Dataset entries:
····················

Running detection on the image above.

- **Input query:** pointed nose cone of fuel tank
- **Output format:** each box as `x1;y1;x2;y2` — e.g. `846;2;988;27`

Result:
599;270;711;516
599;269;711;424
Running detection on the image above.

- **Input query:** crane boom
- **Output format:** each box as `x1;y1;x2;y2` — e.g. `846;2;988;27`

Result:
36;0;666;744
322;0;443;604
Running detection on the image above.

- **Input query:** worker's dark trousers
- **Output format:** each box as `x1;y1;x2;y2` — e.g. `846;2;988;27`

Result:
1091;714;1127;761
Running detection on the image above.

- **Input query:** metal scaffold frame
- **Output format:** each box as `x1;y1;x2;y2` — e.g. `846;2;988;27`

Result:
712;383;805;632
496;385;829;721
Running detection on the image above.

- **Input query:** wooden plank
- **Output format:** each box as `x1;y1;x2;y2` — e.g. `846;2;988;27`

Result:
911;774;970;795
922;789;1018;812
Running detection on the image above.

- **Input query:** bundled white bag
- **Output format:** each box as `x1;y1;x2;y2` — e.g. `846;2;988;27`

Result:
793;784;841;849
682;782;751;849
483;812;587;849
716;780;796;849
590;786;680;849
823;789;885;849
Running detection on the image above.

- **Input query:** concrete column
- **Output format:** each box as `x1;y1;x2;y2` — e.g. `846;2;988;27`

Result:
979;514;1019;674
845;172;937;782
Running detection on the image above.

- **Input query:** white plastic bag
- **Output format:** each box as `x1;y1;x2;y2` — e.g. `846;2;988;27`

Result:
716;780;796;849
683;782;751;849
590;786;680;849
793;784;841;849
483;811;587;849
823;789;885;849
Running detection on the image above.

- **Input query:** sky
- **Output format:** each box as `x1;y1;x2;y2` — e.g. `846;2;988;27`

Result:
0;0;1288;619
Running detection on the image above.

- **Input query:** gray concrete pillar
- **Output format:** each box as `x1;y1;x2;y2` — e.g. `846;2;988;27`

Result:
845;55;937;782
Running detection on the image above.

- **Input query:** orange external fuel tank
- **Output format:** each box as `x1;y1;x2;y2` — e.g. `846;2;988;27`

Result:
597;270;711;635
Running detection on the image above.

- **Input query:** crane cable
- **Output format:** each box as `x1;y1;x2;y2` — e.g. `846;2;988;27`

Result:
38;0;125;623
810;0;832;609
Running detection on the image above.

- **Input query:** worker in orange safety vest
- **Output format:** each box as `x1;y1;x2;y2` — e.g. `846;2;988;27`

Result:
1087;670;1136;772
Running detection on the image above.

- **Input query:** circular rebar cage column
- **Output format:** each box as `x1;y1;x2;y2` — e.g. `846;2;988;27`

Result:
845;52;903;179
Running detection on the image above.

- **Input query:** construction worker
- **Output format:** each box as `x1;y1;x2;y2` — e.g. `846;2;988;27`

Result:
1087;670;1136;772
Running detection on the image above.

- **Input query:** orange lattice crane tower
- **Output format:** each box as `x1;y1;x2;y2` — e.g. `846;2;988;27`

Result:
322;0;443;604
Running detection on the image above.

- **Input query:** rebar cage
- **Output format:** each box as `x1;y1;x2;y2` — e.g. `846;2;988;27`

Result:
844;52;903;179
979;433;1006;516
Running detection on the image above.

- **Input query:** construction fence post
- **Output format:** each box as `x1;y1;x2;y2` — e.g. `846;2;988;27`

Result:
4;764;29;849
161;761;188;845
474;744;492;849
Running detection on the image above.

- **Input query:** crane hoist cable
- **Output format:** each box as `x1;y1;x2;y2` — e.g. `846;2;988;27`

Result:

····················

Copy the rows from the beginning through the line containing "922;789;1018;812", keeping every line unchanged and including that final line.

Running detection on the image above.

- **Input query:** pointed nose cone of fuel tank
- **Output format:** each box as `x1;y1;x2;y2` — e.g. `846;2;988;27`

Result:
599;270;711;516
599;269;711;424
Running detection on the image above.

- **Input query:** crane boom
- **Output format:** each box as `x1;y1;x2;y2` — e.g. `846;2;988;27`

Result:
36;0;666;744
322;0;443;604
Running detection on the image above.

- **Input query:** worker's dark trousers
- **Output format:** each box as `x1;y1;x2;y2` — e.g. `846;2;988;27`

Result:
1091;714;1127;761
Running detection on the image above.

- **Input query:** metal scaffold frame
- **Output format:** each box as `x1;y1;x2;y2` — e.g. `846;2;988;27`

Result:
712;383;805;632
496;385;829;721
Running detection on the image above.

- **Input query:** wooden plank
- **Output format:** each box as `x1;y1;x2;y2` — e.g. `846;2;988;27`

Result:
911;774;970;795
922;789;1018;812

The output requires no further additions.